Nella recensione di "Damnation" degli Opeth, quale notizia trovò chi scrive sfogliando le webzine nel 2002?

Brano fornito:
····················
Opeth – Damnation

Ok, eccomi qua davanti alla tastiera. So già che sarà un’impresa dura stavolta, ma è il caso di provarci almeno. “Damnation” è duro da recensire: si tratta di cercare di mettere le emozioni in parola, un poeta sarebbe probabilmente più adatto di questo pseudorecensore che sta scrivendo, ma ormai ho iniziato, e non son solito lasciare le imprese a metà.
Quest’album l’ho atteso da mesi. Quando inizialmente, era giugno o forse luglio del 2002, sfogliando fra le varie webzine trovai quella news “gli Opeth stanno preparando due album”. Non uno, ben due, uno dei miei gruppi preferiti che mi fa un regalo simile, incredibile!
Il nero “Deliverance” spero già lo conosciate, anche se non ho ancora visto una recensione qua in sede Rocklab: un capolavoro, ovviamente. Ma “Damnation” era già preannunciato da tempo come qualcosa di diverso, e l’uscita del primo “fratello” altro non fece se non stimolare la mia curiosità, la voglia di sentire questo nuovo lavoro.
E finalmente eccolo qui, nel mio stereo.
Sublime, anni luce al di là delle mie aspettative.
Sarà stato il tocco di Steve Wilson che già ci ha deliziato coi Porcupine Tree. Ma non è un album degli Opeth che s’ispirano ai Porcupine riprendendone i leit-motiv: sono due dei più grandi artisti nella scena musicale odierna che si prendono per mano, dando alla luce qualcosa di assolutamente delizioso.
····················
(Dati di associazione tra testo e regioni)
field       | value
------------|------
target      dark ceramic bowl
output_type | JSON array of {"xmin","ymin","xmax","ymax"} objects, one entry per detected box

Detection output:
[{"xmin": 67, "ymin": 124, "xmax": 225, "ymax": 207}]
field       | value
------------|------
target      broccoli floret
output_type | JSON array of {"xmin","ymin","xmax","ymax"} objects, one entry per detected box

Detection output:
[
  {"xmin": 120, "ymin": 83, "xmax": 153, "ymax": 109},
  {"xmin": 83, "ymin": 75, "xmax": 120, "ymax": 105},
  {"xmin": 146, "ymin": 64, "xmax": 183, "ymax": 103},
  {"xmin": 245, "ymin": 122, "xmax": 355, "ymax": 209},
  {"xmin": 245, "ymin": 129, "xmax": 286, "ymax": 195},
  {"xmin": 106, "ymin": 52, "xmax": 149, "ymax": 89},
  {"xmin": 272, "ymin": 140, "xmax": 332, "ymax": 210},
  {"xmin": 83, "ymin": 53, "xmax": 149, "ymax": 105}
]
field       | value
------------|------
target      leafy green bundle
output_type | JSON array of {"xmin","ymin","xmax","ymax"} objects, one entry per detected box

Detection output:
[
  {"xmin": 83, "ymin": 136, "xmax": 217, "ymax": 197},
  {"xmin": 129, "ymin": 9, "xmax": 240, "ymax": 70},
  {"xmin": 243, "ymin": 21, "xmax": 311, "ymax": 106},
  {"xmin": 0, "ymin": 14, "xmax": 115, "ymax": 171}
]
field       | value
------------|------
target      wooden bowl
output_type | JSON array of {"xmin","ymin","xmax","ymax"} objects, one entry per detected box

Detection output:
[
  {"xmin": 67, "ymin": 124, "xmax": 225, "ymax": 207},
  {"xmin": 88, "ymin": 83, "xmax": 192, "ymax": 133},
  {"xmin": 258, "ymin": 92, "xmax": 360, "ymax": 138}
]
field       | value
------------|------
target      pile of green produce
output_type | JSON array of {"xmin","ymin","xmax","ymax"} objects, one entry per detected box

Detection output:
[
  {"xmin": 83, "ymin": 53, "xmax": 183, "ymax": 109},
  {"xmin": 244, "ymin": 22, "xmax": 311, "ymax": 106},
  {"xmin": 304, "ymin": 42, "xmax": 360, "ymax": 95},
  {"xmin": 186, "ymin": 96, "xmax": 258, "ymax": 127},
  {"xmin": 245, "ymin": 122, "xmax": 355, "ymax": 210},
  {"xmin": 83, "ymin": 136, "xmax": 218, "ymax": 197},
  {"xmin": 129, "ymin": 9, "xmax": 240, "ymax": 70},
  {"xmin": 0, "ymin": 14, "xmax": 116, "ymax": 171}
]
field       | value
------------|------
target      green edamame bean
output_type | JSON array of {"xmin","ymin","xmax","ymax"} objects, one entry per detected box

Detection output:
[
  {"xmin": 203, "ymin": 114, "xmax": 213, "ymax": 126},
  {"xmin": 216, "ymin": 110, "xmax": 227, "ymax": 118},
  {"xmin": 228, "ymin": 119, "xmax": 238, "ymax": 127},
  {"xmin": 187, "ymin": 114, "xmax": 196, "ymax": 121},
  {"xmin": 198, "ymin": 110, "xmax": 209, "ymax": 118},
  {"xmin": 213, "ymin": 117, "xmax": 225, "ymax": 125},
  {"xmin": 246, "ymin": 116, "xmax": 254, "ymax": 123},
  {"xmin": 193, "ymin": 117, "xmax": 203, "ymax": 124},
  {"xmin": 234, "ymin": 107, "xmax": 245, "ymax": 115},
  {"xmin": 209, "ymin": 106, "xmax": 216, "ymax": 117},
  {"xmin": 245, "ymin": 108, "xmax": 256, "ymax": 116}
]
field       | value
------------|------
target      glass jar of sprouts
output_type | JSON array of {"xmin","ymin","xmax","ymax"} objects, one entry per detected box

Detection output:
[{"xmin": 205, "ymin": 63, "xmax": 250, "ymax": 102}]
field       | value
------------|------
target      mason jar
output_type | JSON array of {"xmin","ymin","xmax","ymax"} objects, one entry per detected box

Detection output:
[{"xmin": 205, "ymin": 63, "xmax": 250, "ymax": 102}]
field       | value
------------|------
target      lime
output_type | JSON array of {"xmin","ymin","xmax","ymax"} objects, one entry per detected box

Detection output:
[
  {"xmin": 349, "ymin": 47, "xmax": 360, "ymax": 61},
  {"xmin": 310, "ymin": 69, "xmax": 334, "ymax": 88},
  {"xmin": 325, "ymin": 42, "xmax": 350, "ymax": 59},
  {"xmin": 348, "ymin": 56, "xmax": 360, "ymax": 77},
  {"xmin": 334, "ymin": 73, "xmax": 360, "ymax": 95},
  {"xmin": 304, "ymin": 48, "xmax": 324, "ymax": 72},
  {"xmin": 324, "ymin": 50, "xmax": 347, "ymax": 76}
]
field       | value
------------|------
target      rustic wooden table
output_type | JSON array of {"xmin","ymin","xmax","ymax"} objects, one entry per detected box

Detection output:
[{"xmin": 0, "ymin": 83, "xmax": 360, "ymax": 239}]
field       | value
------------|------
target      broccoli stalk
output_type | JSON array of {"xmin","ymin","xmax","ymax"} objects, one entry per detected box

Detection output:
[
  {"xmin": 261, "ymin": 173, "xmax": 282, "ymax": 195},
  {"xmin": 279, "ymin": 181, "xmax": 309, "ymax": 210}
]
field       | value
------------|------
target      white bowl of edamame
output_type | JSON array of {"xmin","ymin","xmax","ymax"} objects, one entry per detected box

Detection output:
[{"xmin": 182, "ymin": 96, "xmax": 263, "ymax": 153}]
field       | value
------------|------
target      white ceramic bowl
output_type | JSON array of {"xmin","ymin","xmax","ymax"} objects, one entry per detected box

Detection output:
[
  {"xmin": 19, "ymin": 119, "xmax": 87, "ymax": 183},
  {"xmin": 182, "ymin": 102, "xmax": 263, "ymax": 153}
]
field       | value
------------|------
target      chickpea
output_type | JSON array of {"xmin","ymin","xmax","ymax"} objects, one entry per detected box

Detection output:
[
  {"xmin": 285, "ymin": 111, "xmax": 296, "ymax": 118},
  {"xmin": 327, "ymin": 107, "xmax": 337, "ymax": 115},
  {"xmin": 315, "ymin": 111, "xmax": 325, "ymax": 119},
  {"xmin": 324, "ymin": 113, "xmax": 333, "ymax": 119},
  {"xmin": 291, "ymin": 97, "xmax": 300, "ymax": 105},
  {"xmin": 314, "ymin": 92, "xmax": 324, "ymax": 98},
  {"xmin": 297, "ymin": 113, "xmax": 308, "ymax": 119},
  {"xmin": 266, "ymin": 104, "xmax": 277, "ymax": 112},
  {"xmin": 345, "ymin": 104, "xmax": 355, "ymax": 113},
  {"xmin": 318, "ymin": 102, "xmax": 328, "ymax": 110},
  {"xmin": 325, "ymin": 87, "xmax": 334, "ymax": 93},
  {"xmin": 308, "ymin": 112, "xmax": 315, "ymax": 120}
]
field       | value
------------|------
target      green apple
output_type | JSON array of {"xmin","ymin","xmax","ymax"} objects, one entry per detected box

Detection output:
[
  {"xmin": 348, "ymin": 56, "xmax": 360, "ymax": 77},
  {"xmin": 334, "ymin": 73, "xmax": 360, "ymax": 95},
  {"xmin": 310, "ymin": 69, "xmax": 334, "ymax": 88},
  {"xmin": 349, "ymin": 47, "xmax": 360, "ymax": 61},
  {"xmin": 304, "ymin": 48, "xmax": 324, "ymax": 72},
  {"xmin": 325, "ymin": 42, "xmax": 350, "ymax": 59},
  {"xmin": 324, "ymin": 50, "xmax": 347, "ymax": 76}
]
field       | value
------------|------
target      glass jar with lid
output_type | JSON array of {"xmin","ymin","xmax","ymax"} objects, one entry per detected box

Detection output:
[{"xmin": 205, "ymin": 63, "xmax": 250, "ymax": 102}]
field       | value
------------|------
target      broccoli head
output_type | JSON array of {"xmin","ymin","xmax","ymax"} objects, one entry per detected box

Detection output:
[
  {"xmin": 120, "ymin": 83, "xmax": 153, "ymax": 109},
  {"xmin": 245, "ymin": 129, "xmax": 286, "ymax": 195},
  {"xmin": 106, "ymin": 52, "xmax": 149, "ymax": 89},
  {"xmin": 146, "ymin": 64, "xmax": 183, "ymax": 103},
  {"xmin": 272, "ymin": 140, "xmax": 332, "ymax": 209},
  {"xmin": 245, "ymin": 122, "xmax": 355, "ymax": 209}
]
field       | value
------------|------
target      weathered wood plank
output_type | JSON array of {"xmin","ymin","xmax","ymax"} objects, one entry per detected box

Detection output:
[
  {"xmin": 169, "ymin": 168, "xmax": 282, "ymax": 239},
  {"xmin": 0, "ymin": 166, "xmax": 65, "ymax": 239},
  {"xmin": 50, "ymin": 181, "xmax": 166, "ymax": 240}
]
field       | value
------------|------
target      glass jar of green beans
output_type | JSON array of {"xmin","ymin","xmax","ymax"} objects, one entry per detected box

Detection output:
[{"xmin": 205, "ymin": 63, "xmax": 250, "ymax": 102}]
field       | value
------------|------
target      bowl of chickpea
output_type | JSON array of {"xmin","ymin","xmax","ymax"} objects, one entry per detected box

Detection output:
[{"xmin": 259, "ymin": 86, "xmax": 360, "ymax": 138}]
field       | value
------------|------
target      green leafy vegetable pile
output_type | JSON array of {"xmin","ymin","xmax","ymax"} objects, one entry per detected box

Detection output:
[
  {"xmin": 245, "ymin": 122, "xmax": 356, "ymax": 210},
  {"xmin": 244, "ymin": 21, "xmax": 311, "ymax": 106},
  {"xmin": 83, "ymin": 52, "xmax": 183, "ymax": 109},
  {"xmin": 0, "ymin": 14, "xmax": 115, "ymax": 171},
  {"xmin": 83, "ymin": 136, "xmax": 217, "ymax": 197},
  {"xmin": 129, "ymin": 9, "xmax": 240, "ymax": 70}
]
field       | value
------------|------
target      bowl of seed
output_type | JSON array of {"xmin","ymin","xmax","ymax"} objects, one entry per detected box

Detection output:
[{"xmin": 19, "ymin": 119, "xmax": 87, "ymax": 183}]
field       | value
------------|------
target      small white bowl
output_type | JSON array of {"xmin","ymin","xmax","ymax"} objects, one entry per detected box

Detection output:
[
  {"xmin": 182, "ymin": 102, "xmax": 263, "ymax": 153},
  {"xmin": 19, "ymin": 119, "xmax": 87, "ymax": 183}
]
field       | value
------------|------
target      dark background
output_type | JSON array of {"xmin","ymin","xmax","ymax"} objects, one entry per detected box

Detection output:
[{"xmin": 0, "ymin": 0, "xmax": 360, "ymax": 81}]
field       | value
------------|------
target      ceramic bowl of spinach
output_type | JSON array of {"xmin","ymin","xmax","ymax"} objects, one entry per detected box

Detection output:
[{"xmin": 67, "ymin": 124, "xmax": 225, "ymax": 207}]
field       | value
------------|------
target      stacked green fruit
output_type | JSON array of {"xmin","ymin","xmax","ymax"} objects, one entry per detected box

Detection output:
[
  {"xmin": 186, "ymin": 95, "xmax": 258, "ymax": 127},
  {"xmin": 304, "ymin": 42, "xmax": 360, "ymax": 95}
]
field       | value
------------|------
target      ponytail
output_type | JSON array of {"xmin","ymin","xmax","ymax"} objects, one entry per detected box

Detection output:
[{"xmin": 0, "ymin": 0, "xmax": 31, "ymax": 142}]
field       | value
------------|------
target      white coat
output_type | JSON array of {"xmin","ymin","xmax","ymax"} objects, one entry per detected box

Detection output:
····················
Soluzione dell'esercizio: Che gli Opeth stavano preparando due album.